▸ **Document passage**
::::::::::

Exfoliation is an essential part of any skincare routine as it keeps your skin looking soft, smooth and radiant. As you age, your skin’s natural exfoliation process slows down and you can be left with dull and rough looking skin that enhances the appearance of fine lines and wrinkles. Enter acids! So which acid is right for you – mandelic acid vs lactic acid?
Chemical exfoliants increase the rate that your skin naturally exfoliates itself. They do this by breaking down the bonds that hold your dead skin cells together which makes it easier for them to be shed from the surface of your skin.
There are three main types of chemical exfoliant; alpha-hydroxy acids (AHAs), beta-hydroxy acids (BHAs), and polyhydroxy acids (PHAs).
Mandelic acid is an AHA made from bitter almond extracts. It has a high molecular weight (large molecule) which means that it penetrates your skin more slowly than other AHAs like glycolic acid and lactic acid.

::::::::::

▸ **Dataset entries**
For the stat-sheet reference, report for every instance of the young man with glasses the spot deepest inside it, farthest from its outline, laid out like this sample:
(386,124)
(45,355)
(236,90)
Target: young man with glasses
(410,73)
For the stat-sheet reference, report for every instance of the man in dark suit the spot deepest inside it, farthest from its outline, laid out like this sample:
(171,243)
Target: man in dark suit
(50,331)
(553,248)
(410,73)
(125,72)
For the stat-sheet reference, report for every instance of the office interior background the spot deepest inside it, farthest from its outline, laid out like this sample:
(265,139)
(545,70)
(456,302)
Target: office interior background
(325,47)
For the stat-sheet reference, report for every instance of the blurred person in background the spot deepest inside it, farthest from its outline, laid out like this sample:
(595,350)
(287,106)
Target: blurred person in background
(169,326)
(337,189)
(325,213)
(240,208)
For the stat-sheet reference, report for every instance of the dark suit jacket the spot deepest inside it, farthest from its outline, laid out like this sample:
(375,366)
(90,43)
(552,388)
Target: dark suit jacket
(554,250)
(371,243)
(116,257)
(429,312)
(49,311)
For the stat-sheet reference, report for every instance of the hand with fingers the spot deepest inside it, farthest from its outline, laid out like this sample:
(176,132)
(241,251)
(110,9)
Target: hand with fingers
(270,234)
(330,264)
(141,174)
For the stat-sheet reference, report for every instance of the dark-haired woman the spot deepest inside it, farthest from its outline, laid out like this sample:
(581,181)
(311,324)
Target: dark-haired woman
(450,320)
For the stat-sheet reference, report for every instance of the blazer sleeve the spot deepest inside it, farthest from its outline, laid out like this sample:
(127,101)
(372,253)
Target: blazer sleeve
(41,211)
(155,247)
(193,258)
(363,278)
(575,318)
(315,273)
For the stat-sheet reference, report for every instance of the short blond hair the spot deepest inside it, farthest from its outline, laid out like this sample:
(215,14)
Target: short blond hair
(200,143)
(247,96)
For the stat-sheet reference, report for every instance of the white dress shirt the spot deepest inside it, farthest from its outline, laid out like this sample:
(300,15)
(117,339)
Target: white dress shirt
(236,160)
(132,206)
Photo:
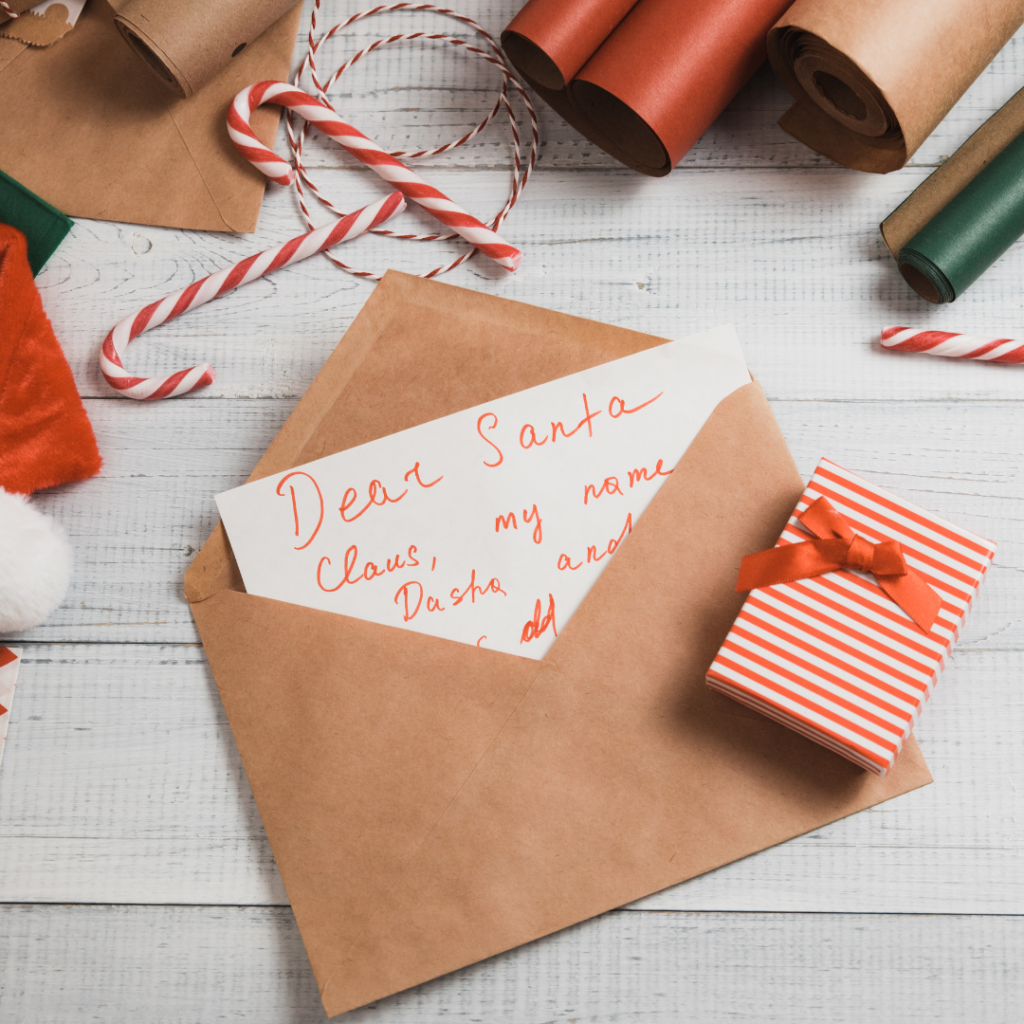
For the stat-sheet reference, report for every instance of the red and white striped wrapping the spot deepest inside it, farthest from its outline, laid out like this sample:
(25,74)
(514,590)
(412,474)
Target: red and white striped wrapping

::::::::::

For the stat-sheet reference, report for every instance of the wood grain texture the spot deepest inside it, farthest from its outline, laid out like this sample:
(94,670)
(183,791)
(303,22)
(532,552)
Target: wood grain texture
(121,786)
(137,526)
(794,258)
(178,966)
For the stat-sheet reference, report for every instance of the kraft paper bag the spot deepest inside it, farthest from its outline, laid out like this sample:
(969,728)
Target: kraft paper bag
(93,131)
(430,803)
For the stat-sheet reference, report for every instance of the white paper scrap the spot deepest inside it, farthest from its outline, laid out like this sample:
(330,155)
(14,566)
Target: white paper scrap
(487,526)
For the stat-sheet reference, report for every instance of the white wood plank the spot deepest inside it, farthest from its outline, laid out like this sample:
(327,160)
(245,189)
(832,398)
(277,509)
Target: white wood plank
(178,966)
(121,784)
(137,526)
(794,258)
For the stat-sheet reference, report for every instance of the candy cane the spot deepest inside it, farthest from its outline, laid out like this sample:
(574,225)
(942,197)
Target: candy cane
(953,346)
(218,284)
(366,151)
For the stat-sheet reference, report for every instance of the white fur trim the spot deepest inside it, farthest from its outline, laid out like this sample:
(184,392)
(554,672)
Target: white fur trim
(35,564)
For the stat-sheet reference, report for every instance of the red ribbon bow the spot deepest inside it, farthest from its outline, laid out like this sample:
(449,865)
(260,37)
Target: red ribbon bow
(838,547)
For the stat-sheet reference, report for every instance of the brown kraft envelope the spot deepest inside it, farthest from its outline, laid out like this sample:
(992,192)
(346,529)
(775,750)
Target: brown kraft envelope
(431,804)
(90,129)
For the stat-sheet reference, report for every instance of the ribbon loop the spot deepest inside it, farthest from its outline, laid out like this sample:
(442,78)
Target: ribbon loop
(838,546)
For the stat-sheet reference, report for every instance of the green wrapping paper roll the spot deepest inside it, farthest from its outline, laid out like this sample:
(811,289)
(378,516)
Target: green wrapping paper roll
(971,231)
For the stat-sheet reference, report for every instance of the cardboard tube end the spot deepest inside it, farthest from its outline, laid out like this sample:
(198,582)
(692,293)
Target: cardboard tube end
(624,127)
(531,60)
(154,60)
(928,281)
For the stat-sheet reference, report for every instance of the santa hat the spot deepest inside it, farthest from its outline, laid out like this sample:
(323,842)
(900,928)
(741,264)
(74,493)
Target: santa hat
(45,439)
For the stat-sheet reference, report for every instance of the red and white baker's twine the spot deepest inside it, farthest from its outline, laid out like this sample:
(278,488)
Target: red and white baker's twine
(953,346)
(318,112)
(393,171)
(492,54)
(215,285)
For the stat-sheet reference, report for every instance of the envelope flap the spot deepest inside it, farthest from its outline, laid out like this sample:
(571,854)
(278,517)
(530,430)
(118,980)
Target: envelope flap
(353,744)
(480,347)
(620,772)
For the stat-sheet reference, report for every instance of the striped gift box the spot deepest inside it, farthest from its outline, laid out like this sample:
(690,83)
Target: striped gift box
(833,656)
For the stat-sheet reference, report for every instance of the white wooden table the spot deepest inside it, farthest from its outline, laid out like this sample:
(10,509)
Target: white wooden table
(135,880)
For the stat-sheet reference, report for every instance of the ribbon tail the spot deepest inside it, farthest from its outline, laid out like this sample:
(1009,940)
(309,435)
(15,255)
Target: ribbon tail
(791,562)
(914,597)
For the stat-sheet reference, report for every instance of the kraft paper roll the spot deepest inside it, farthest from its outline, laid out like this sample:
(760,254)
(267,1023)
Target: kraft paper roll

::::::::::

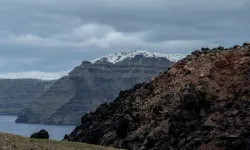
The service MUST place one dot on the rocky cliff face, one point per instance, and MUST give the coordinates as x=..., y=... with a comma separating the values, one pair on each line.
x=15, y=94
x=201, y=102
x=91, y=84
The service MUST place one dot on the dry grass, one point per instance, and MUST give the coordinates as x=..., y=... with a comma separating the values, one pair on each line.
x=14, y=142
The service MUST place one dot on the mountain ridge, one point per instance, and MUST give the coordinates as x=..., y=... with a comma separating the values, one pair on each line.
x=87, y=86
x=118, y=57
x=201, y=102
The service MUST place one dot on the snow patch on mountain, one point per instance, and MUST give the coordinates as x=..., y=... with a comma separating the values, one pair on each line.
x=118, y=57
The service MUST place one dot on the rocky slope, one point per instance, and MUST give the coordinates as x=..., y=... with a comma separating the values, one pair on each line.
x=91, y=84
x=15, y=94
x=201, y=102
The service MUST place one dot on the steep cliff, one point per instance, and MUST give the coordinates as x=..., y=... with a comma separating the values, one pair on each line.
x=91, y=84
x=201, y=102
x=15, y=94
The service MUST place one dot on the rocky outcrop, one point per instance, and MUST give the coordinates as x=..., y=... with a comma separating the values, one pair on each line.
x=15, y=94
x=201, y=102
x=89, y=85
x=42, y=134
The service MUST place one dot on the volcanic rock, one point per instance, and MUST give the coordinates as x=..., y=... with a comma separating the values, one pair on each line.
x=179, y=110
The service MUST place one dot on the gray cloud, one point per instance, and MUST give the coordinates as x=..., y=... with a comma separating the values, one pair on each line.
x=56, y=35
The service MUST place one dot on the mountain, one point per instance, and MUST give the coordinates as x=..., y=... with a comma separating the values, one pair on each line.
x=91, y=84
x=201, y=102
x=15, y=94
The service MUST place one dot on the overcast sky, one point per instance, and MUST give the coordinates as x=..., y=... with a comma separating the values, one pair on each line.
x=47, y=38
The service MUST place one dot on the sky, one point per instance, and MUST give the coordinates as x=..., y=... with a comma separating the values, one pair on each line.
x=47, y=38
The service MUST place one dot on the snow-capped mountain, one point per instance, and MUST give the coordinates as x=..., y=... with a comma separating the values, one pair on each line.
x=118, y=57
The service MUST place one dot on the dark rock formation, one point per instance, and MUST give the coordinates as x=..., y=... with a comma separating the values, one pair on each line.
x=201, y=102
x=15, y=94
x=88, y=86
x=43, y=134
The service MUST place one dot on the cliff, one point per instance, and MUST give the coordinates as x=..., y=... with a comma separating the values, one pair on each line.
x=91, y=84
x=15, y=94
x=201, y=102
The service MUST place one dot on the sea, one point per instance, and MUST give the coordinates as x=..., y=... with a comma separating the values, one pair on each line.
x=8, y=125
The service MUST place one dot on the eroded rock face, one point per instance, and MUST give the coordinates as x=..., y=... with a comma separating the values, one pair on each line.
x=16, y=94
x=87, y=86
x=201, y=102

::::::::::

▸ **Tasks for this exercise**
**1.** Please repeat the section of the exfoliation passage that begins at the words "Chemical exfoliants increase" and stops after the words "and lactic acid.".
**2.** Translate this sentence from the exfoliation passage into Spanish: "Mandelic acid is an AHA made from bitter almond extracts."
The data has no role in this work.

▸ **Responses to the exercise**
**1.**
Chemical exfoliants increase the rate that your skin naturally exfoliates itself. They do this by breaking down the bonds that hold your dead skin cells together which makes it easier for them to be shed from the surface of your skin.
There are three main types of chemical exfoliant; alpha-hydroxy acids (AHAs), beta-hydroxy acids (BHAs), and polyhydroxy acids (PHAs).
Mandelic acid is an AHA made from bitter almond extracts. It has a high molecular weight (large molecule) which means that it penetrates your skin more slowly than other AHAs like glycolic acid and lactic acid.

**2.** El ácido mandélico es un AHA elaborado a partir de extractos de almendra amarga.